[EXERCISES]:
[a] Answer these questions using the passage on Kubernetes autoscaling and resource limits:
(i) Which resource does the VerticalPodAutoscaler control in the split setup?
(ii) What are the minimum and maximum replica counts set for the HorizontalPodAutoscaler?
(iii) What is the most memory any single container may request under the LimitRange?
[b] Repeat the part of the passage on Kubernetes autoscaling and resource limits that opens with the words containing "Port forward and" and closes with "through the list.".

[GIVEN PASSAGE]:
If HPA scales based on CPU utilisation and VPA adjusts CPU requests, they’ll fight each other. VPA reduces requests → utilisation goes up → HPA adds replicas → lower utilisation → VPA increases requests. Chaos.
The solution: split responsibilities.
# VPA controls memory only
apiVersion: autoscaling.k8s.io/v1
kind: VerticalPodAutoscaler
metadata:
name: my-app-vpa
spec:
targetRef:
apiVersion: apps/v1
kind: Deployment
name: my-app
resourcePolicy:
containerPolicies:
- containerName: my-app
controlledResources: ["memory"] # Only memory
---
# HPA controls replicas based on CPU
apiVersion: autoscaling/v2
kind: HorizontalPodAutoscaler
metadata:
name: my-app-hpa
spec:
scaleTargetRef:
apiVersion: apps/v1
kind: Deployment
name: my-app
minReplicas: 2
maxReplicas: 20
metrics:
- type: Resource
resource:
name: cpu
target:
type: Utilization
averageUtilization: 70
VPA handles memory, HPA handles scale-out based on CPU. No conflicts.
Namespace Guardrails
Right-sizing existing workloads is half the battle. You also need to prevent future waste.
ResourceQuotas limit total resource usage per namespace:
apiVersion: v1
kind: ResourceQuota
metadata:
name: team-quota
namespace: team-a
spec:
hard:
requests.cpu: "20"
requests.memory: 40Gi
limits.cpu: "40"
limits.memory: 80Gi
pods: "100"
This forces teams to right-size. If they want to run more pods, they need to reduce requests on existing ones.
LimitRanges set defaults and constraints per pod:
apiVersion: v1
kind: LimitRange
metadata:
name: default-limits
namespace: team-a
spec:
limits:
- type: Container
default:
cpu: 200m
memory: 256Mi
defaultRequest:
cpu: 100m
memory: 128Mi
max:
cpu: 2
memory: 4Gi
min:
cpu: 50m
memory: 64Mi
Now deployments without explicit resources get sensible defaults, and nobody can request more than 4Gi per container.
Goldilocks - Easy Recommendations
Don’t want to set up VPA in recommend mode for every deployment manually? Goldilocks does it for you.
helm repo add fairwinds-stable https://charts.fairwinds.com/stable
helm install goldilocks fairwinds-stable/goldilocks --namespace goldilocks --create-namespace
Enable it on a namespace:
kubectl label namespace production goldilocks.fairwinds.com/enabled=true
Goldilocks creates VPA objects in recommend mode for every deployment and provides a dashboard showing what each deployment should use.
Port forward and check it out:
kubectl port-forward -n goldilocks svc/goldilocks-dashboard 8080:80
You’ll see every deployment with current requests vs recommended requests. Export to CSV, prioritise by waste, and work through the list.

[RECORDS]:

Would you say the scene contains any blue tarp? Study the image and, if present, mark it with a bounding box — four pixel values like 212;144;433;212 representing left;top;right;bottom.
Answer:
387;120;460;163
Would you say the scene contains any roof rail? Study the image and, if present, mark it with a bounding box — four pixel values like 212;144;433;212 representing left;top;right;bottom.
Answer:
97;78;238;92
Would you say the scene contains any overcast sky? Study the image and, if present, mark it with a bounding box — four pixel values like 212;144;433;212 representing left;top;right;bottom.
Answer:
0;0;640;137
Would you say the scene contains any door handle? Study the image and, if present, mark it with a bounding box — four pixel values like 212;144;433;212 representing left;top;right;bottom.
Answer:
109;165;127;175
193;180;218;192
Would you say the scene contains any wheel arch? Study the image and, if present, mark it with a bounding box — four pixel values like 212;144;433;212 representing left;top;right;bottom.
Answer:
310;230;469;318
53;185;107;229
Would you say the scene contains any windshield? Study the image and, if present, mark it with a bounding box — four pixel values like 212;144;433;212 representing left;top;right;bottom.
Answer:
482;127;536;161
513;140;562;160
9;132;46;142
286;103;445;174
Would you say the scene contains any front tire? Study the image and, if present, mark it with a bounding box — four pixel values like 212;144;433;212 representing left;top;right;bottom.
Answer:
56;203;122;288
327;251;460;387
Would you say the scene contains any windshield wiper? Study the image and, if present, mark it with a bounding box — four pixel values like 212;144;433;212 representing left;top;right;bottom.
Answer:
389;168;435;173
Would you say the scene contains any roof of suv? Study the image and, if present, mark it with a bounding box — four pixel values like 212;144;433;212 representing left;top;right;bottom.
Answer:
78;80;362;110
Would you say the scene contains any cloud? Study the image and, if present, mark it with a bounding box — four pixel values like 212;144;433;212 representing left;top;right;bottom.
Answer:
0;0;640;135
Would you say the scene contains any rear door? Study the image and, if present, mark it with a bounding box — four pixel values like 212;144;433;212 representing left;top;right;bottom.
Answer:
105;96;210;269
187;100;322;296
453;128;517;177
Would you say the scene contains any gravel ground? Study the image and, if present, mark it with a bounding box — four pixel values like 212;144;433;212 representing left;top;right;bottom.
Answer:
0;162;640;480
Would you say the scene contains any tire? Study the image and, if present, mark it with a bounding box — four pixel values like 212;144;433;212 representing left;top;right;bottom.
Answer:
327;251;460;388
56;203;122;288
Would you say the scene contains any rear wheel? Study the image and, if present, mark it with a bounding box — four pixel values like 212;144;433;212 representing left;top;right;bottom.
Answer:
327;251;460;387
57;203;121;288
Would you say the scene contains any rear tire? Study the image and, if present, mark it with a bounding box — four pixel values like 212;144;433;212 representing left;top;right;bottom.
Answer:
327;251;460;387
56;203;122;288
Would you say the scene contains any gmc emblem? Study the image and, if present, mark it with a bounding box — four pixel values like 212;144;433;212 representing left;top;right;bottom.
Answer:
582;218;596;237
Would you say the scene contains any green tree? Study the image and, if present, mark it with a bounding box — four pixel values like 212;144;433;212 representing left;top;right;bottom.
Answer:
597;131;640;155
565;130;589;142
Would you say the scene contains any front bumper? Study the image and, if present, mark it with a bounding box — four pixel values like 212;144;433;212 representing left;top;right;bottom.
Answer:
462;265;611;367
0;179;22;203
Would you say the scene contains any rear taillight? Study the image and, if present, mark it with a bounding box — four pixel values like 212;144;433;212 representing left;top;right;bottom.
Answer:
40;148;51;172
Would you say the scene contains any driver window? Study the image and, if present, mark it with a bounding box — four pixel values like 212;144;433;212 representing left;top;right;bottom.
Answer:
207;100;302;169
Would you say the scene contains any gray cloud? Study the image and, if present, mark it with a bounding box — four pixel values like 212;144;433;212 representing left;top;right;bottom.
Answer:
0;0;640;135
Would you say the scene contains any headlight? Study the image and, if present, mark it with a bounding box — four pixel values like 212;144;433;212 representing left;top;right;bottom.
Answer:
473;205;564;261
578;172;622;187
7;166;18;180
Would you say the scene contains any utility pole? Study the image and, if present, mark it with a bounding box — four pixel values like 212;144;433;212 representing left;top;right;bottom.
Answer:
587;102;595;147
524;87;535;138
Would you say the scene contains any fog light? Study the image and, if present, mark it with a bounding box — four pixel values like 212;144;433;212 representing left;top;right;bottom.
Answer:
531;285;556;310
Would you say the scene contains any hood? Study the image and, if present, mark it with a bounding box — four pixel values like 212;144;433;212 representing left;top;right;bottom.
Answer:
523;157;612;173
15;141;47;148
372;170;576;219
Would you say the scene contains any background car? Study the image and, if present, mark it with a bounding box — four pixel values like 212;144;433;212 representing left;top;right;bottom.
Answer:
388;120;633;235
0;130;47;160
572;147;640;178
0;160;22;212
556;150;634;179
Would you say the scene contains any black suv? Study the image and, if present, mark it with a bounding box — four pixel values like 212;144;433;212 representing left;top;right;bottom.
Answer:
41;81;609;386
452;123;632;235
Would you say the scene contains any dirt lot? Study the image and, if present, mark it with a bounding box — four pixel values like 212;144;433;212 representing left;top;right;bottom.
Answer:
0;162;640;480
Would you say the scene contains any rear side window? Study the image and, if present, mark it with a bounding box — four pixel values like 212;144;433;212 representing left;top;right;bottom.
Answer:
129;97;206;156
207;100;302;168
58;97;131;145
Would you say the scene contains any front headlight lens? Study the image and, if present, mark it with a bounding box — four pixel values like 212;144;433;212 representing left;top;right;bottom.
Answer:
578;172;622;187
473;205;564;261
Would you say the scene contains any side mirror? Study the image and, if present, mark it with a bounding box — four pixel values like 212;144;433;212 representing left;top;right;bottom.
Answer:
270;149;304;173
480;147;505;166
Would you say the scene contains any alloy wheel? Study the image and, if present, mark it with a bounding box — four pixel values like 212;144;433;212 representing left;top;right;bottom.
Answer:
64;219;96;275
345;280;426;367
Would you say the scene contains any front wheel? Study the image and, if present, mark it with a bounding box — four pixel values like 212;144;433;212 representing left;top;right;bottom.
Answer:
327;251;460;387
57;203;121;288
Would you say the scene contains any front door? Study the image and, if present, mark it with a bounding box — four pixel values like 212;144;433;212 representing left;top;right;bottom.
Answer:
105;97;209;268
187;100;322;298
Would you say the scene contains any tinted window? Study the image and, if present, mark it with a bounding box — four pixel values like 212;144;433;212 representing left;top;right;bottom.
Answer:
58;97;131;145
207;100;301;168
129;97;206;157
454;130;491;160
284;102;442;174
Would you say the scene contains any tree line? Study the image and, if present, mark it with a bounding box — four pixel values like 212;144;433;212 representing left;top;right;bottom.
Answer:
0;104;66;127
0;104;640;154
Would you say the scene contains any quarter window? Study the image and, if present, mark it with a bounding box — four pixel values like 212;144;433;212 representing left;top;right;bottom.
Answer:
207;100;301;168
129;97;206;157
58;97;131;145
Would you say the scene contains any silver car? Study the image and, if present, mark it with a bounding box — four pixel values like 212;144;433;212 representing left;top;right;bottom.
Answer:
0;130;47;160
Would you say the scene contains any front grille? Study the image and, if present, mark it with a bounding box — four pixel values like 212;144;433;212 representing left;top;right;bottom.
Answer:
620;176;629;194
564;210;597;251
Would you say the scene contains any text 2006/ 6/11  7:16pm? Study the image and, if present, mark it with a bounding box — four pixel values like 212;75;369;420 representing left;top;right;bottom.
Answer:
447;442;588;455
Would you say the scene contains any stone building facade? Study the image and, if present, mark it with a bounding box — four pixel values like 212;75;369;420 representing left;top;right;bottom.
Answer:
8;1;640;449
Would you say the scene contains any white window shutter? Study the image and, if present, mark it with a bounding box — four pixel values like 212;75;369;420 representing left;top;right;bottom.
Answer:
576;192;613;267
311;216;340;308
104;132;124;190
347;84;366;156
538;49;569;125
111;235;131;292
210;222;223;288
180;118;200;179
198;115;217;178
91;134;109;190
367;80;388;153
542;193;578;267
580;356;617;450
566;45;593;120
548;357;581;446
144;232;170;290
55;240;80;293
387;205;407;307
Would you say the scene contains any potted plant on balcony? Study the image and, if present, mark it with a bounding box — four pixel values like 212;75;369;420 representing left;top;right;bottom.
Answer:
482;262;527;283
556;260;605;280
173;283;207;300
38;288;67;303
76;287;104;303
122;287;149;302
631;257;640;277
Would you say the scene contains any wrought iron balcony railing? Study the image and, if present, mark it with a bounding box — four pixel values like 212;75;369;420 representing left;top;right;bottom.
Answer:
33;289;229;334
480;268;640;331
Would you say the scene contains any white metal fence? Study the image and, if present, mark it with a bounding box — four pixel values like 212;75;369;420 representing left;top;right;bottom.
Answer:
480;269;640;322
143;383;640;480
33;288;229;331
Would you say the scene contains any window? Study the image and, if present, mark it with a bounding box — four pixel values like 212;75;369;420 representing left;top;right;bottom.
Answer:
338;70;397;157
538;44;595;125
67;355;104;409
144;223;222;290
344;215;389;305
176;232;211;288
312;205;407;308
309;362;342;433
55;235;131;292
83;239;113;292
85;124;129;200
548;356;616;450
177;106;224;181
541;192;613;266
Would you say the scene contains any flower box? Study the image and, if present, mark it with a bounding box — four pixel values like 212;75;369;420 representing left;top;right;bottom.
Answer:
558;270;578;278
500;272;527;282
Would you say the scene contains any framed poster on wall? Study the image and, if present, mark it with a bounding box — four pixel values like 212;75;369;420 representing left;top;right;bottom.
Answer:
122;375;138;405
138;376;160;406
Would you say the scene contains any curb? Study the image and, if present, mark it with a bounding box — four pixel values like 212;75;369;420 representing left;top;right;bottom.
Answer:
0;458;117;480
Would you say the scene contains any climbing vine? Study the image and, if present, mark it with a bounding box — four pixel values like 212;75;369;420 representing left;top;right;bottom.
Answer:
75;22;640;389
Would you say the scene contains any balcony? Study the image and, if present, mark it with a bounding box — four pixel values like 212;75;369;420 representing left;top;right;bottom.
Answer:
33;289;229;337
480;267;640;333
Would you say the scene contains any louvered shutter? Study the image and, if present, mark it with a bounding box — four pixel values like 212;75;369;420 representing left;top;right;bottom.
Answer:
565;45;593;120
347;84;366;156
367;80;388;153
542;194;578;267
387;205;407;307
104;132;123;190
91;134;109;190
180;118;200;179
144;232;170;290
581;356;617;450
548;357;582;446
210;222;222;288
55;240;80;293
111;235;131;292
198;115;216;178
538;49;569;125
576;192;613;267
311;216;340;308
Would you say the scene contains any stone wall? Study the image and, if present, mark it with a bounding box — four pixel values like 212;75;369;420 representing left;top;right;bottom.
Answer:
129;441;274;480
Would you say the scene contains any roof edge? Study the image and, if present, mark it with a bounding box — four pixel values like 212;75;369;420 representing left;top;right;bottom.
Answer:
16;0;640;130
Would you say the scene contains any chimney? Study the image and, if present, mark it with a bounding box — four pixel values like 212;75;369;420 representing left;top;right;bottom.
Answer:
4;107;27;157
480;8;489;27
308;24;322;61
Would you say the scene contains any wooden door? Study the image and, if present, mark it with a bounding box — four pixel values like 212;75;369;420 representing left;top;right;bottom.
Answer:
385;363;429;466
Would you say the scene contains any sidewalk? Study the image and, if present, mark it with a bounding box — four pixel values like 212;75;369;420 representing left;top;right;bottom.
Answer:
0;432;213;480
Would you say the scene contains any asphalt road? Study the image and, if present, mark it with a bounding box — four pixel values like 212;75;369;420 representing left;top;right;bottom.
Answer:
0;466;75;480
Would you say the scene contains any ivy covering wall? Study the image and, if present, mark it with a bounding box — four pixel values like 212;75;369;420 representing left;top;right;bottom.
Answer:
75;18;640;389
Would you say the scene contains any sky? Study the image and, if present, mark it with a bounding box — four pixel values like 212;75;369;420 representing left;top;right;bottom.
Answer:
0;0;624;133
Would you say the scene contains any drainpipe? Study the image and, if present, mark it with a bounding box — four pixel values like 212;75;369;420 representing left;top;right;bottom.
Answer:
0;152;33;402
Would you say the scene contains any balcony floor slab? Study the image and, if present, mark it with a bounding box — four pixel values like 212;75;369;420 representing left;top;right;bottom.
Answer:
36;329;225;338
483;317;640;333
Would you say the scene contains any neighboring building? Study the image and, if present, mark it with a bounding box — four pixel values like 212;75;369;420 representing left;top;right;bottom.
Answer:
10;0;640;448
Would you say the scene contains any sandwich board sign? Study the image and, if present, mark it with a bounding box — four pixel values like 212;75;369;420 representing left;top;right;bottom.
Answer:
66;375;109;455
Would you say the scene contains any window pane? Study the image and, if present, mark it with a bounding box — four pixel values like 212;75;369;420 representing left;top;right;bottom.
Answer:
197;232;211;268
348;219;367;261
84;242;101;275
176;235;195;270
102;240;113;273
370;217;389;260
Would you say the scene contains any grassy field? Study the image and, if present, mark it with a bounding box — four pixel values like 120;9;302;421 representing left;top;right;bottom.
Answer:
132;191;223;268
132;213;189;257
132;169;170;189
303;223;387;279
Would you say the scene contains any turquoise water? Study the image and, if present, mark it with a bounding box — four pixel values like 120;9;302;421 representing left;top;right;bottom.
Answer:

[THE RESULTS]:
[a]
(i) Memory only.
(ii) A minimum of 2 replicas and a maximum of 20.
(iii) 4Gi.

[b]
Port forward and check it out:
kubectl port-forward -n goldilocks svc/goldilocks-dashboard 8080:80
You’ll see every deployment with current requests vs recommended requests. Export to CSV, prioritise by waste, and work through the list.